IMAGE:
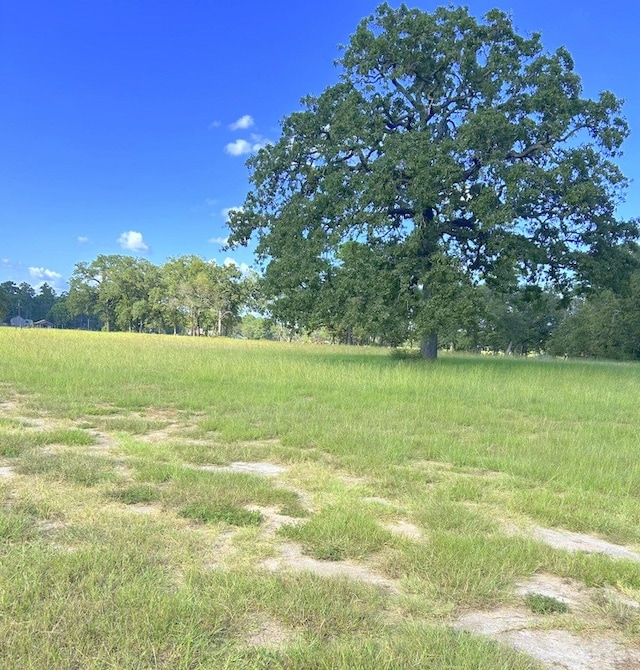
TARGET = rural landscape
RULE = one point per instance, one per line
(209, 503)
(407, 436)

--------------------------------

* **EXERCISE PROMPT**:
Your copy must repeat the data word for word and show none of its images.

* **YOUR SOLUTION**:
IMAGE:
TARGET = rural landscape
RULE = one point per instance, one per line
(209, 503)
(407, 436)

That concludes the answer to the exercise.